→ Extract provided:

McDonalds decided to use this method of promotion to re-launch its McRibs product but were clearly unaware of the inherent risk in so doing.
The majority of the tweets have been negative rather than positive. Here is a small sample of them:
- The McRib is back. We get it. What's the big deal? Doesn't it come back every few months, like a Herpes outbreak?
- The rib sandwich is back and guess who aint gettin one...
- McRib is back. Everyone was in line for McRibs.
- The McRib is back...and undoubtedly not palatable.
- Ppl really eat mcribs?........THE MCRIB IS BACK!!!!!!
- Eww they look so nasty!
- I'm very worried about the direction this country is heading politically..." "Who cares! The McRib is back!
- The McRib is back!? I thought the animal they made it from was extinct? - Simpons reference.
- The McRib is a pressed out, flattened MEATBALL!!!!
- McRib is back? That seems a little anatomically incorrect. Shouldn't it be McRib is torso?
- McRib is back!? When was it ever in?? Gross
The history of the sometimes maligned meat product is an interesting one.
According to Tufts University professor Dr. Parke Wilde, it was a little-known federal agency that thirty years ago were tasked with promoting American pork. They developed a gimmicky ground pork sandwich containing a patty shaped like a miniature rack of ribs.

→ Written instruction a:
Reproduce part of the McRib passage word for word: begin at the words "McDonalds decided to" and stop after "out, flattened MEATBALL!!!!".
The listing has no connection to the McRib passage.

→ Listing:
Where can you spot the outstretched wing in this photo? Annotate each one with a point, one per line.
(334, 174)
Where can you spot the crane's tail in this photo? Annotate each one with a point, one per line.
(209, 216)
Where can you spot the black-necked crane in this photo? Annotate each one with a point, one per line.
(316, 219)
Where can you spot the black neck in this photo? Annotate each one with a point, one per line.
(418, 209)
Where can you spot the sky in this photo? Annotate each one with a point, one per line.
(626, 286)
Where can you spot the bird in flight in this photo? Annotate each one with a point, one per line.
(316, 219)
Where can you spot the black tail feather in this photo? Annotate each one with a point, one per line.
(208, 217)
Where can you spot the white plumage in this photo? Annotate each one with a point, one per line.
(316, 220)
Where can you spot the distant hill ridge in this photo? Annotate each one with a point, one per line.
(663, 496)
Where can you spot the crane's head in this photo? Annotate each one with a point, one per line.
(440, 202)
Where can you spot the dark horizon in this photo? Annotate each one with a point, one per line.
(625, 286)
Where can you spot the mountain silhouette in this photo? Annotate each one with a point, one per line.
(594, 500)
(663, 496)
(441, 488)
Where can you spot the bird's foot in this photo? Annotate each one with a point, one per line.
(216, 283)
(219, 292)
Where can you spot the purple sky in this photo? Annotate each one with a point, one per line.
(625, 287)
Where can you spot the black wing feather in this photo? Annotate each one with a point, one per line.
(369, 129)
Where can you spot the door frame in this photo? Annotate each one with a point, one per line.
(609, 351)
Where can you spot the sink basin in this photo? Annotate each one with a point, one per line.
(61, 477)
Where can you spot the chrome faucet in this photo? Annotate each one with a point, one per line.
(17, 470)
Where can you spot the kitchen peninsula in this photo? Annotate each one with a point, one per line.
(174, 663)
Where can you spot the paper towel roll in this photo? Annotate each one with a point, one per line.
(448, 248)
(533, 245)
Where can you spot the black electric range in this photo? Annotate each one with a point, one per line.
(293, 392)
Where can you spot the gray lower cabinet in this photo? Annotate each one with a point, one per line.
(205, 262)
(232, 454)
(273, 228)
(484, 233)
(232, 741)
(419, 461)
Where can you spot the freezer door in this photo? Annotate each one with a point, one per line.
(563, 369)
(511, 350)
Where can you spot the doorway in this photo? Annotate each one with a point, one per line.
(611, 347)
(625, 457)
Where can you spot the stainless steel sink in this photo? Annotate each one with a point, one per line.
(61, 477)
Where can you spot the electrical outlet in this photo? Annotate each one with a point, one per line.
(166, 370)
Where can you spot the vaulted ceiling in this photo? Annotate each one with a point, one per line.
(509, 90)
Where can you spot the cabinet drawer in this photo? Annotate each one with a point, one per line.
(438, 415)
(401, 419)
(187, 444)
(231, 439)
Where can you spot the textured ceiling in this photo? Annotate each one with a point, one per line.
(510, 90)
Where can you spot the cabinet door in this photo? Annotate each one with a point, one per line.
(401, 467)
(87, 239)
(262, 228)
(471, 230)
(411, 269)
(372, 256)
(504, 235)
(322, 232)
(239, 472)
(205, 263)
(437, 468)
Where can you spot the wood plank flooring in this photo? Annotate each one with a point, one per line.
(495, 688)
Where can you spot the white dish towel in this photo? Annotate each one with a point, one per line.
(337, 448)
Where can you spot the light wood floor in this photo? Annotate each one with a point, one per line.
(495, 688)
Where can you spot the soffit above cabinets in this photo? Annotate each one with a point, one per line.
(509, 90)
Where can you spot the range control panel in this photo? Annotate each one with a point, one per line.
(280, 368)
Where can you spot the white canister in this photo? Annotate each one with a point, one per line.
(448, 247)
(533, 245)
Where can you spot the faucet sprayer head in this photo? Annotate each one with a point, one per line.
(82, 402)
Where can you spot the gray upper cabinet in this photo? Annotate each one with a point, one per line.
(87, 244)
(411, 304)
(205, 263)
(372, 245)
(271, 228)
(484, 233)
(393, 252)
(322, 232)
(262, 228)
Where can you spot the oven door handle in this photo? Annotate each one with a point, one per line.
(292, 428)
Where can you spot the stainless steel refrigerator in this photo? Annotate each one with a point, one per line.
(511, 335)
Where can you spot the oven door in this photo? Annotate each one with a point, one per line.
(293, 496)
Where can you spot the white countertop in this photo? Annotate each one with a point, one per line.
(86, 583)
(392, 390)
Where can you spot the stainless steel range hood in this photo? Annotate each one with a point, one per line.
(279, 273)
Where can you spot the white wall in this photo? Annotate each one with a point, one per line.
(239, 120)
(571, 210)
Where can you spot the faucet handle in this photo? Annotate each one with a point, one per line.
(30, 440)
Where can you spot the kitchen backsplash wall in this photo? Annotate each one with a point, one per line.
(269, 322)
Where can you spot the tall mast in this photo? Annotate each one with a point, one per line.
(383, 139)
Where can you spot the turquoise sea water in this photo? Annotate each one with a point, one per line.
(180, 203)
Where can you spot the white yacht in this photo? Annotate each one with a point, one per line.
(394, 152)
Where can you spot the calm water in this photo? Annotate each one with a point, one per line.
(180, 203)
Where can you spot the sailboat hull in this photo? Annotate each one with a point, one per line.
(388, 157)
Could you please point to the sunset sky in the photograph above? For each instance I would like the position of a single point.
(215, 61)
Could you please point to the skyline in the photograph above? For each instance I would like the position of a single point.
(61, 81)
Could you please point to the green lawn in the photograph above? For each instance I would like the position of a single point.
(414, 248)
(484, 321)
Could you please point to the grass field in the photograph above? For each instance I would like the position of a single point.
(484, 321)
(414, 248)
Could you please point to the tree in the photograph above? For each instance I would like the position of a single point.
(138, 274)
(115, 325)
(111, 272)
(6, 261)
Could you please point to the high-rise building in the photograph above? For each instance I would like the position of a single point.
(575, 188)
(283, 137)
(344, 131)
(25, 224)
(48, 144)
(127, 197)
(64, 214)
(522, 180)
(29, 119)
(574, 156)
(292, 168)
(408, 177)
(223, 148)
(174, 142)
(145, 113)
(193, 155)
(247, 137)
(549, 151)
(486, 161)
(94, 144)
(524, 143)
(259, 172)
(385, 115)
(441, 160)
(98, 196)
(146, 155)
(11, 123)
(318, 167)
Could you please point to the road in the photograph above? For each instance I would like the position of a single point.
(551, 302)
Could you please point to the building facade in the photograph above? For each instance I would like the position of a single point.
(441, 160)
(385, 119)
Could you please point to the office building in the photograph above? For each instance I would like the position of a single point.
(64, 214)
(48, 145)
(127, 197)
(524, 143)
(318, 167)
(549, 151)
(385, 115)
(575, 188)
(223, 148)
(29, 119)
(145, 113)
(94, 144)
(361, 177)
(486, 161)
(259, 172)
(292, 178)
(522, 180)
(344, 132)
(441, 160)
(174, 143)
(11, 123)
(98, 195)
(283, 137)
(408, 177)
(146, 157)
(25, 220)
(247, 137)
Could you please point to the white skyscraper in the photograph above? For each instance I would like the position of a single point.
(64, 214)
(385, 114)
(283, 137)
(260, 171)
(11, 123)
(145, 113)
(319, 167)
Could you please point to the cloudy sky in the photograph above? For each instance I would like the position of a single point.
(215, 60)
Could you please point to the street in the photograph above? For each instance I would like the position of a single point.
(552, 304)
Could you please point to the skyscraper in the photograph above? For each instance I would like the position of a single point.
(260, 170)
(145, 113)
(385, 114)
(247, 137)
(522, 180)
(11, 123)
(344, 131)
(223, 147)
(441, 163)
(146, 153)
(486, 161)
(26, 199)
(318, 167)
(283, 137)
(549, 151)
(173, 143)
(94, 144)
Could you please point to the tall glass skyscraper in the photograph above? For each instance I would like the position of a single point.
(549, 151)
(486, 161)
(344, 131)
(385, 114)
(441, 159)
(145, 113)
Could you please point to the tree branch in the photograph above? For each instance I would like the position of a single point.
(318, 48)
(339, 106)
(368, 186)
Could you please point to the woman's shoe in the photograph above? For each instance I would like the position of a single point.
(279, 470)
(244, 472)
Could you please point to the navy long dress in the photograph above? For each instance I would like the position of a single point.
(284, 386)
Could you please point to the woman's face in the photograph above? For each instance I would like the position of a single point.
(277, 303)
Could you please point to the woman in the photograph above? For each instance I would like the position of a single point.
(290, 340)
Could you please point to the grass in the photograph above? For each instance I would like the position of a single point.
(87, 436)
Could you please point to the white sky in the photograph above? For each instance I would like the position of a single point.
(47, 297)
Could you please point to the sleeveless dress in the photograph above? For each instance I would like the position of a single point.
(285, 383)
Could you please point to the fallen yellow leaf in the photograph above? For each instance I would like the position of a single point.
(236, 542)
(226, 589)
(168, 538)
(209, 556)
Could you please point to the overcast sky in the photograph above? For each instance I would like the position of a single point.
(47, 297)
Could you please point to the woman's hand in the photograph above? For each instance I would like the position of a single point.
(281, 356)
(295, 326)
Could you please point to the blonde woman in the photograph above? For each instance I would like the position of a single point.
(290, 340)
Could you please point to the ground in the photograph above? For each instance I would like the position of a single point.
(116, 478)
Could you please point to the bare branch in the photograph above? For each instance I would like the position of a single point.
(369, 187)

→ Written instruction b:
Pull out each line of the listing that contains the string "wing".

→ Task solution a:
McDonalds decided to use this method of promotion to re-launch its McRibs product but were clearly unaware of the inherent risk in so doing.
The majority of the tweets have been negative rather than positive. Here is a small sample of them:
- The McRib is back. We get it. What's the big deal? Doesn't it come back every few months, like a Herpes outbreak?
- The rib sandwich is back and guess who aint gettin one...
- McRib is back. Everyone was in line for McRibs.
- The McRib is back...and undoubtedly not palatable.
- Ppl really eat mcribs?........THE MCRIB IS BACK!!!!!!
- Eww they look so nasty!
- I'm very worried about the direction this country is heading politically..." "Who cares! The McRib is back!
- The McRib is back!? I thought the animal they made it from was extinct? - Simpons reference.
- The McRib is a pressed out, flattened MEATBALL!!!!

→ Task solution b:
Where can you spot the outstretched wing in this photo? Annotate each one with a point, one per line.
Where can you spot the black wing feather in this photo? Annotate each one with a point, one per line.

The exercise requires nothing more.